## [PROBLEM TO WORK ON]
Please quote only the lines that start at the one with "Target: fog" and go on to the last line of the data, both ends kept.

## [DATA FOR THIS TASK]

··········

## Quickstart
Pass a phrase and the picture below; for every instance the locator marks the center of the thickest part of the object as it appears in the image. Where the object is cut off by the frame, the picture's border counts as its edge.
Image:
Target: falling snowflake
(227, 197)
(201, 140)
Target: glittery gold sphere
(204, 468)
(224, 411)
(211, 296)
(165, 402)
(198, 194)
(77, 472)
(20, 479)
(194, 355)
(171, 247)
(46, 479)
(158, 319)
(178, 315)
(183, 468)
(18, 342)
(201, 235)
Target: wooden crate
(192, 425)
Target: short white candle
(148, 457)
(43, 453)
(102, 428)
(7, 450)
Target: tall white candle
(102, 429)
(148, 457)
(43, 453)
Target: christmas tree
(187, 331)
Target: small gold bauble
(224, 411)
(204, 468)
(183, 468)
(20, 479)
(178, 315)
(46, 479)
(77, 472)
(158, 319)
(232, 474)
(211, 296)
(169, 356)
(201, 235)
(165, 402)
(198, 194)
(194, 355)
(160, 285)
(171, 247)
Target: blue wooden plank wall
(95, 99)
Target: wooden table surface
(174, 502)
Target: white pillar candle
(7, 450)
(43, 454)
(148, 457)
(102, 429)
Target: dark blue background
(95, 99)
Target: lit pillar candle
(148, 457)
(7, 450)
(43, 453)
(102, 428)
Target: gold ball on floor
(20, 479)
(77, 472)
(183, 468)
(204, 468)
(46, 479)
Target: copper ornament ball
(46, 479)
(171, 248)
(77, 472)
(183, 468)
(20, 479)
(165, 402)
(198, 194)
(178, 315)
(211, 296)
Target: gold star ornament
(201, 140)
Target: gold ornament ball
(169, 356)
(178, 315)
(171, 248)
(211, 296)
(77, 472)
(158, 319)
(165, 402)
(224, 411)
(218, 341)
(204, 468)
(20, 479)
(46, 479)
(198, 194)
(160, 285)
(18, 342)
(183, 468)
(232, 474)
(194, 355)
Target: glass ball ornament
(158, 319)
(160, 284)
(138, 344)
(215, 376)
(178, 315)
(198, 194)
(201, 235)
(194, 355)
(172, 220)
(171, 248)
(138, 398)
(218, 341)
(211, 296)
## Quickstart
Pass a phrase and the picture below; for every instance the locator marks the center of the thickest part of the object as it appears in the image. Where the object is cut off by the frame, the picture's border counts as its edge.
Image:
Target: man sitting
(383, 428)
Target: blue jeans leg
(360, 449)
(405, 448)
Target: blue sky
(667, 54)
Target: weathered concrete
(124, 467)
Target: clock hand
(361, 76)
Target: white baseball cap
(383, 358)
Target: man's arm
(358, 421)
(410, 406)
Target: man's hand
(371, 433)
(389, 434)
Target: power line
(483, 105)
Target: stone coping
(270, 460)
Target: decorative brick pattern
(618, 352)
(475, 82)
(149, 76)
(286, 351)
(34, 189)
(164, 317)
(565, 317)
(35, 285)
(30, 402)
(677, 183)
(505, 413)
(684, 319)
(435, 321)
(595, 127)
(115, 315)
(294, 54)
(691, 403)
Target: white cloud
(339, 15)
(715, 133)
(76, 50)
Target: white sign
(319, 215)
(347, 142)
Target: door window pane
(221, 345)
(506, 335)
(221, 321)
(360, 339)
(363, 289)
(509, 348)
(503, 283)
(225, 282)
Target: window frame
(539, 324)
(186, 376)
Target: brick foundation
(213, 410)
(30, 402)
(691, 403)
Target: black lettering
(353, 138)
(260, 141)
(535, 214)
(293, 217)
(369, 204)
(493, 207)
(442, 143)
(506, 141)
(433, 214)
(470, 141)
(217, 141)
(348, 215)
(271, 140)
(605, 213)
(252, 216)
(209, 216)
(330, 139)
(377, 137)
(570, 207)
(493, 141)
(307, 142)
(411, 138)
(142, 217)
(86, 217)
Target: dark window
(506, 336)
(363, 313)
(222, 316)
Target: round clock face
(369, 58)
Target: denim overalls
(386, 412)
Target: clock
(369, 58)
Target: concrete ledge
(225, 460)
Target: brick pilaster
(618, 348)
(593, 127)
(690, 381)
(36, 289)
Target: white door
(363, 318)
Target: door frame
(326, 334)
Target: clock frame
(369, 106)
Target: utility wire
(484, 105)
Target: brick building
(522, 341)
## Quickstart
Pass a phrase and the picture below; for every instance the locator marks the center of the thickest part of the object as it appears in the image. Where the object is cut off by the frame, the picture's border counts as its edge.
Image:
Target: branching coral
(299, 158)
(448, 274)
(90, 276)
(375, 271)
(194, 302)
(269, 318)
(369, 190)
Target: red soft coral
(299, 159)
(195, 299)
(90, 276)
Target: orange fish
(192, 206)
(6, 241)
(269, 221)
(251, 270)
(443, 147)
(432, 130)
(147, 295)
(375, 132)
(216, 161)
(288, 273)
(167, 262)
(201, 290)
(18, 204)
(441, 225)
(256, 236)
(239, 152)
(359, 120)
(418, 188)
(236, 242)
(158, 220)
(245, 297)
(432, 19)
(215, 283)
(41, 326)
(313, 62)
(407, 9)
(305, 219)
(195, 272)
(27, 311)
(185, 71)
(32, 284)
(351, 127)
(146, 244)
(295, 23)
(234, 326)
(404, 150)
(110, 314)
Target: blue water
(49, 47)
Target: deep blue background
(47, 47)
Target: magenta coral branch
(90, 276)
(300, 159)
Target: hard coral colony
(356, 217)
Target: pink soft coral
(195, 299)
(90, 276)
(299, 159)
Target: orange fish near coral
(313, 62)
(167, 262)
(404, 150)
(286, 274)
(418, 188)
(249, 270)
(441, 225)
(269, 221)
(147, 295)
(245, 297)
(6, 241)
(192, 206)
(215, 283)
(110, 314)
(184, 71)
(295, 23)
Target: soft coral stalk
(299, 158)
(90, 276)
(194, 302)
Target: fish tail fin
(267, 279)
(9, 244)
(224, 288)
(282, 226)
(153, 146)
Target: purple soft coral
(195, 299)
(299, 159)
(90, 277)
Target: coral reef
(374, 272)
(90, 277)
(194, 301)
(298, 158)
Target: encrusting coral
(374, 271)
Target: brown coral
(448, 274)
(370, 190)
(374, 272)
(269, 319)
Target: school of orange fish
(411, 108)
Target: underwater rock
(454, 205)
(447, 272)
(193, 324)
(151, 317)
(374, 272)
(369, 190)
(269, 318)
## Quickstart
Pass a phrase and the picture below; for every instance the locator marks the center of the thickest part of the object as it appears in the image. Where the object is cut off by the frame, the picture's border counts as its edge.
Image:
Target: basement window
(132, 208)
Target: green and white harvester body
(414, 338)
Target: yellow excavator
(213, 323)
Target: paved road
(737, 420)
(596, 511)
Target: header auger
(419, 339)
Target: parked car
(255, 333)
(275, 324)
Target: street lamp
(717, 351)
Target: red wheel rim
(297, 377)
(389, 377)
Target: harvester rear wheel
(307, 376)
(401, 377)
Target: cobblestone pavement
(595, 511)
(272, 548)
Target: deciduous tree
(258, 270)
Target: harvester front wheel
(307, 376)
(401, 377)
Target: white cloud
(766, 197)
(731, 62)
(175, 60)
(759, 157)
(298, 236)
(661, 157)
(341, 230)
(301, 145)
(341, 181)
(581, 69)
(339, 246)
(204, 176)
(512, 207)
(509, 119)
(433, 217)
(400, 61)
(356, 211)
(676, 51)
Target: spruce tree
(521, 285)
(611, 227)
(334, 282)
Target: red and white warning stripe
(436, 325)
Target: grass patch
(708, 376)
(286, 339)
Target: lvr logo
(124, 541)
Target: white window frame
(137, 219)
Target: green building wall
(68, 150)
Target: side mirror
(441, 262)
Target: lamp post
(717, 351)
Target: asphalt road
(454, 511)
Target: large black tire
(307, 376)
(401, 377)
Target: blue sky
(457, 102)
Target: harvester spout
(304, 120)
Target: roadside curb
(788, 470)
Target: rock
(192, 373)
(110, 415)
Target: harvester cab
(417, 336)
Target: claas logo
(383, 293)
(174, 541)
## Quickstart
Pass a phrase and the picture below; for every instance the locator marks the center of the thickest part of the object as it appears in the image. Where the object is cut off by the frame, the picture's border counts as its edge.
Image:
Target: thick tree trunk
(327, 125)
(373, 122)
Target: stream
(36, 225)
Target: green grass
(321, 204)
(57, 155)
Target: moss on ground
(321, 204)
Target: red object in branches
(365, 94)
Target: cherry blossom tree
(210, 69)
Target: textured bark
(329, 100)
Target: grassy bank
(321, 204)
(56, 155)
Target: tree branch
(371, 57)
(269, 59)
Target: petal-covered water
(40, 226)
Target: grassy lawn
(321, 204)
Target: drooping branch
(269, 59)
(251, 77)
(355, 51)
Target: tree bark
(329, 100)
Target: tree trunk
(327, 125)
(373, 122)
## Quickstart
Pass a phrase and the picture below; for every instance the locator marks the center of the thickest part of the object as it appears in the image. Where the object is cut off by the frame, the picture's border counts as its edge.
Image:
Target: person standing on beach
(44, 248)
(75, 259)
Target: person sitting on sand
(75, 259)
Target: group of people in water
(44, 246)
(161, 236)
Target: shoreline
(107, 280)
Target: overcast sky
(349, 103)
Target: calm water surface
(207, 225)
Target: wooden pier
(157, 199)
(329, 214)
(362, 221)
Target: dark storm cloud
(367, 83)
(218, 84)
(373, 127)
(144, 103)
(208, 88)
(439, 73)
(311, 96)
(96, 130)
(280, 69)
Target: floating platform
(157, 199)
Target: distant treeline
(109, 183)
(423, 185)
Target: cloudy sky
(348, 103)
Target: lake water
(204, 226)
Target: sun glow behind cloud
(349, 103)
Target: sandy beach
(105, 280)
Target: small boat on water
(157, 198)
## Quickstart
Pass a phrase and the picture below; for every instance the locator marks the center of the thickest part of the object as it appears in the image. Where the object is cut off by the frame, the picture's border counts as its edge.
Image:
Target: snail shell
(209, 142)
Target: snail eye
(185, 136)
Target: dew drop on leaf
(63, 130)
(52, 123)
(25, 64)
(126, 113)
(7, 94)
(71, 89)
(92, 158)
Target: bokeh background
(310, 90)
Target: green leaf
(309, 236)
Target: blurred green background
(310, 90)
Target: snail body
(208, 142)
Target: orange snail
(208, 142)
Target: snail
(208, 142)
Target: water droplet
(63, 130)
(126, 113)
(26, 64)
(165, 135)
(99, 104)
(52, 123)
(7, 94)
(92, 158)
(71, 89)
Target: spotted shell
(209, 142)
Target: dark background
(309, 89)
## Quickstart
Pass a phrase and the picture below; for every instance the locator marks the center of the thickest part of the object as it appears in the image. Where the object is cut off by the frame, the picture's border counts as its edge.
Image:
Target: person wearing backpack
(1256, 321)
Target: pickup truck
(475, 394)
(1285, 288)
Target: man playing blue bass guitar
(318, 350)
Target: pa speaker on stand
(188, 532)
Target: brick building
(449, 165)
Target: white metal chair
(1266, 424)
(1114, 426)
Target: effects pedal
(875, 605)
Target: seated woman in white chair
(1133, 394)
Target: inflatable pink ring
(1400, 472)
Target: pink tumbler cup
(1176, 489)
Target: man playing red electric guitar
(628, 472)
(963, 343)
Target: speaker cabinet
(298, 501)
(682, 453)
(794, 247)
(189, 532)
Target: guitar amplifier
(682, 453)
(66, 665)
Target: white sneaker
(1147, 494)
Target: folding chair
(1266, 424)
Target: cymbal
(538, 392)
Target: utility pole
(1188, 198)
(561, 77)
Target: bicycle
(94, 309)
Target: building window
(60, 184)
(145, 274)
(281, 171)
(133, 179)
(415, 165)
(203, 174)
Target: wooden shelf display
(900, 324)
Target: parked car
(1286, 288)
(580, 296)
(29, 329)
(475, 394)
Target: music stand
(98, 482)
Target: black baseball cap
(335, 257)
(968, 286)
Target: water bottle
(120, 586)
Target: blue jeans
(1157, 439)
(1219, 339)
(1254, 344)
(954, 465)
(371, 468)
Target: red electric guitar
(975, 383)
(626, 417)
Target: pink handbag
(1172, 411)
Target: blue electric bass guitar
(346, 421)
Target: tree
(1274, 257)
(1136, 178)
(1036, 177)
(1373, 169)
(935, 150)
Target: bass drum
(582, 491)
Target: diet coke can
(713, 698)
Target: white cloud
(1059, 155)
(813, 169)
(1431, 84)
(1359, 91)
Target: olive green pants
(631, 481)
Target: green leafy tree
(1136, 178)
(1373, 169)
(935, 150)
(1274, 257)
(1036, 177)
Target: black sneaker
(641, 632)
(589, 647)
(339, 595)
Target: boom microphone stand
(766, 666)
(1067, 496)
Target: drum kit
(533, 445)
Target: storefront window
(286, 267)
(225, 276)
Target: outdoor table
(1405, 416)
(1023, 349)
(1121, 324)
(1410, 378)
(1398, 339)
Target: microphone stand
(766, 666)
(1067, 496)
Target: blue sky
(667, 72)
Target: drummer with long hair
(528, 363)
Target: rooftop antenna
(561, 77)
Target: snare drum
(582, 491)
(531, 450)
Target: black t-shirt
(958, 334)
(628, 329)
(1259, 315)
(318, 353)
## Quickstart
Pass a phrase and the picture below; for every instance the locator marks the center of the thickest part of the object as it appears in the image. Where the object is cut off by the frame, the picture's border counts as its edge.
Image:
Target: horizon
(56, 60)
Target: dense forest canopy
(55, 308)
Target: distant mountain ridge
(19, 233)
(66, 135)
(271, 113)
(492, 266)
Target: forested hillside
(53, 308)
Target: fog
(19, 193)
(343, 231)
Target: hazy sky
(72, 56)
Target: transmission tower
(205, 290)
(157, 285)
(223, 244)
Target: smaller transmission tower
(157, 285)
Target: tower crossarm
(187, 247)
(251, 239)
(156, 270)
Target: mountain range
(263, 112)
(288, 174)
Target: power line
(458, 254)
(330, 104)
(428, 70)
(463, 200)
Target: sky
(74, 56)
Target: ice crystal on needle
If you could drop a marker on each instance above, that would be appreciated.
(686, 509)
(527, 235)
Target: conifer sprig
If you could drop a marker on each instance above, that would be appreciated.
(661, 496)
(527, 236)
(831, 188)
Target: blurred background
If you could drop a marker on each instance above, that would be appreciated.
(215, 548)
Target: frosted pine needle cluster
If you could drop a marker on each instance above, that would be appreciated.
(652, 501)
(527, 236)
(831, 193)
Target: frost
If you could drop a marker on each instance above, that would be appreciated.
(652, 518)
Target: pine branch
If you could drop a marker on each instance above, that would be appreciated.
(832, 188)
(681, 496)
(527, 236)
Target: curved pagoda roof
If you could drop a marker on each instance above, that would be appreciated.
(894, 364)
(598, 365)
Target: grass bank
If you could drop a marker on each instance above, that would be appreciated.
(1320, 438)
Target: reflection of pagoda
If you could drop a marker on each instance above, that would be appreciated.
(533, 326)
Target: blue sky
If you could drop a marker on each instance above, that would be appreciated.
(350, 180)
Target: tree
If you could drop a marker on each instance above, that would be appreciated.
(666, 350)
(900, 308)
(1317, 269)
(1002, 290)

··········

## [TASK SOLUTION]
Target: fog
(19, 193)
(343, 231)
Target: hazy sky
(72, 56)
Target: transmission tower
(205, 290)
(157, 285)
(223, 244)
Target: smaller transmission tower
(157, 285)
Target: tower crossarm
(187, 247)
(251, 239)
(156, 270)
Target: mountain range
(263, 112)
(288, 174)
Target: power line
(458, 254)
(330, 104)
(428, 70)
(463, 200)
Target: sky
(74, 56)
Target: ice crystal on needle
If you could drop a marker on each instance above, that would be appreciated.
(686, 509)
(527, 235)
Target: conifer sprig
If you could drop a marker on each instance above, that would be appreciated.
(661, 496)
(527, 236)
(831, 188)
Target: blurred background
If you could drop a marker on each instance above, that would be appreciated.
(215, 548)
Target: frosted pine needle cluster
If you could drop a marker on each instance above, that would be appreciated.
(652, 501)
(527, 236)
(831, 193)
Target: frost
If you could drop a marker on each instance above, that would be appreciated.
(652, 518)
Target: pine branch
If you could drop a marker on each instance above, that would be appreciated.
(832, 188)
(681, 496)
(527, 236)
Target: curved pagoda roof
If you could drop a marker on each instance above, that would be appreciated.
(894, 364)
(598, 365)
Target: grass bank
If you could drop a marker on each instance above, that would be appreciated.
(1320, 438)
Target: reflection of pagoda
If you could drop a marker on each instance above, that would be appreciated.
(533, 326)
Target: blue sky
If you could drop a marker on each instance above, that would be appreciated.
(350, 180)
Target: tree
If you could drop a marker on each instance above, that would be appreciated.
(666, 350)
(900, 308)
(1317, 269)
(1002, 290)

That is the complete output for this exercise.